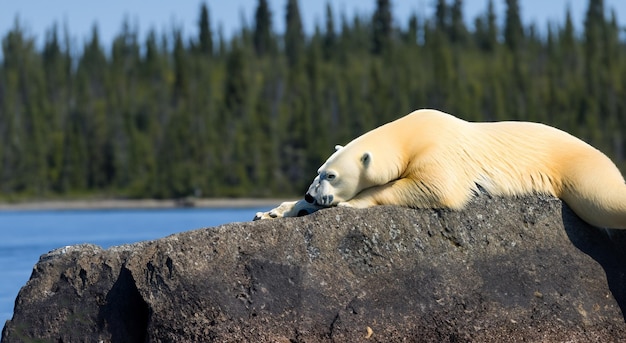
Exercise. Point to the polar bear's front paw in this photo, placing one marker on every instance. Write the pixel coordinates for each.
(289, 209)
(283, 210)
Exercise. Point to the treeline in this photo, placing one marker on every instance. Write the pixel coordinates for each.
(255, 114)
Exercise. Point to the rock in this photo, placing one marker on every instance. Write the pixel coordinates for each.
(512, 270)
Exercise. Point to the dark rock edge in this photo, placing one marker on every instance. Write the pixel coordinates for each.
(523, 269)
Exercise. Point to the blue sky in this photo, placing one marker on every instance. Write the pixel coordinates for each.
(37, 16)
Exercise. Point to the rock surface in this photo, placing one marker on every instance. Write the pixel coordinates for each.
(509, 270)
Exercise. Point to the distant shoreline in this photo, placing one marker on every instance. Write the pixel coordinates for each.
(104, 204)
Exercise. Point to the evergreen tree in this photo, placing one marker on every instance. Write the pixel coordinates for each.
(381, 25)
(262, 36)
(330, 36)
(294, 35)
(513, 30)
(205, 36)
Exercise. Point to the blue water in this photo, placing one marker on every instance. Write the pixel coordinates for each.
(26, 235)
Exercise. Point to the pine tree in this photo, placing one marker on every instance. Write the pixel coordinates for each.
(513, 30)
(381, 26)
(205, 36)
(294, 35)
(262, 35)
(330, 36)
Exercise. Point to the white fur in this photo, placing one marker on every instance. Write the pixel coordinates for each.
(430, 159)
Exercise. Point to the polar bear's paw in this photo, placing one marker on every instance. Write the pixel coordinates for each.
(289, 209)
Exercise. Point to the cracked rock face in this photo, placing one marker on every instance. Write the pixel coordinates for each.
(510, 270)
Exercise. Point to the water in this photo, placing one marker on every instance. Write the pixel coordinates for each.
(26, 235)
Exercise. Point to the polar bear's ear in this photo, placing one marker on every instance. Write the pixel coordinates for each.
(366, 159)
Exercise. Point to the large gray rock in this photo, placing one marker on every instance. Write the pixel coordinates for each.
(503, 270)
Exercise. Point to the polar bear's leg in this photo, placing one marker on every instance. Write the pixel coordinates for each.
(289, 209)
(596, 191)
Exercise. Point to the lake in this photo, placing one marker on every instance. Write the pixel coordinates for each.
(26, 235)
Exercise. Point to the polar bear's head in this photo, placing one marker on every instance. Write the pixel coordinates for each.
(340, 178)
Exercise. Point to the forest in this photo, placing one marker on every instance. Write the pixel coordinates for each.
(255, 114)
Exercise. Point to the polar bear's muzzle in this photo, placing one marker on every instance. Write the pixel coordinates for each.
(317, 193)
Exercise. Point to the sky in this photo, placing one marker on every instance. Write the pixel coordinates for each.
(79, 16)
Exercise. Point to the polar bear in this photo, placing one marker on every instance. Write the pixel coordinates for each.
(430, 159)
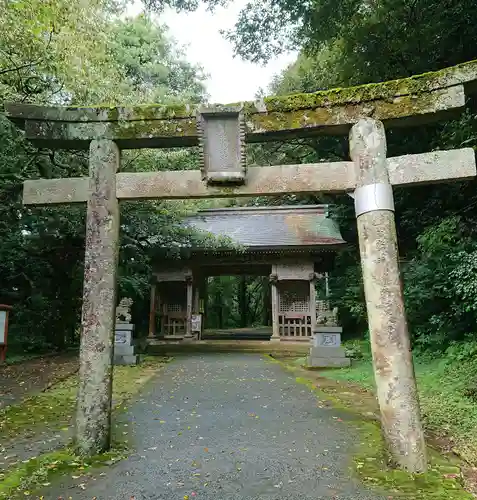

####################

* [Exercise aim]:
Each record above must be set down again unchanged, with its pictures left out.

* [Output of the exercise]:
Exercise. Point to the polar bear's front paw in this photo, placing one marker on every instance. Write the pixel coordinates for each.
(289, 209)
(283, 210)
Exercise. Point to the treeline in this photo, placing one marker on every instance. Write the pixel coordinates for each.
(255, 114)
Exercise. Point to the rock in this photo, placing one marker on every instance. Write the pixel coordinates for each.
(512, 270)
Exercise. Point to the dark rock edge in this photo, placing one marker on every instance. Write the pixel coordinates for each.
(523, 269)
Exercise. Point to the blue sky in this photo, placing one marker on every instance. Write the pixel coordinates for each.
(37, 16)
Exercise. Point to the rock surface in this photo, placing one marker on every instance. Write the pixel coordinates for each.
(509, 270)
Exercise. Point to the distant shoreline in this photo, placing one marker on every instance. Write the pixel coordinates for each.
(104, 204)
Exercise. Point to the evergreen tree in this photo, placing one marker on every instance. Write the pixel coordinates for each.
(381, 25)
(262, 36)
(330, 36)
(294, 35)
(513, 30)
(205, 36)
Exercise. Point to the blue water in this photo, placing one marker on every instance. Write the pixel coordinates for each.
(26, 235)
Exercise. Point to the pine tree in this photo, placing one marker on every instance. Write the pixel coordinates for each.
(513, 30)
(381, 26)
(205, 36)
(294, 35)
(262, 35)
(330, 36)
Exercise. Point to the white fur in this photo, placing one marker on every instance. Write the pixel coordinates for each.
(430, 159)
Exercise. Point to the polar bear's paw in this photo, placing one marker on every instance. Write the pixel coordinates for each.
(289, 209)
Exercise. Point to the cracked rock face in this photo, placing one marker on every instance. Write the pixel coordinates for each.
(510, 270)
Exercise. Point to the water in this photo, placing one marker on every instance. Write the pixel coordinates for each.
(26, 235)
Exercise. Point to the polar bear's ear in this photo, placing one marker on every instance. Write the pixel coordinates for each.
(366, 159)
Exercise. Point to the large gray rock in this photo, placing one marker on every instance. Write the pixel coordinates for each.
(503, 270)
Exercise. Point to the polar bear's leg in this photo, placing one marker on every instance. Write the pixel coordinates for each.
(289, 209)
(596, 191)
Exercise. Point to the lake in this photo, placing one marker on every instance. Write the pixel coordinates for each.
(26, 235)
Exercise. Point to the polar bear's head in this photo, placing one marker on every instance. Write the pixel coordinates for each.
(340, 178)
Exercise. Point to the forest in this photo, placing one marker on every instance. Write the pixel coordinates for each.
(255, 114)
Exercise. Point to the polar bear's muzzle in this photo, placing one marker on every instance. Write the pixel coordinates for each.
(317, 193)
Exercise. Point to the sky in this photo, placing one marker on every instance. Write the pixel coordinates for each.
(79, 16)
Exercise. Point to the polar bear in this photo, placing one marker on every instance. Write the pixel coordinates for each.
(430, 159)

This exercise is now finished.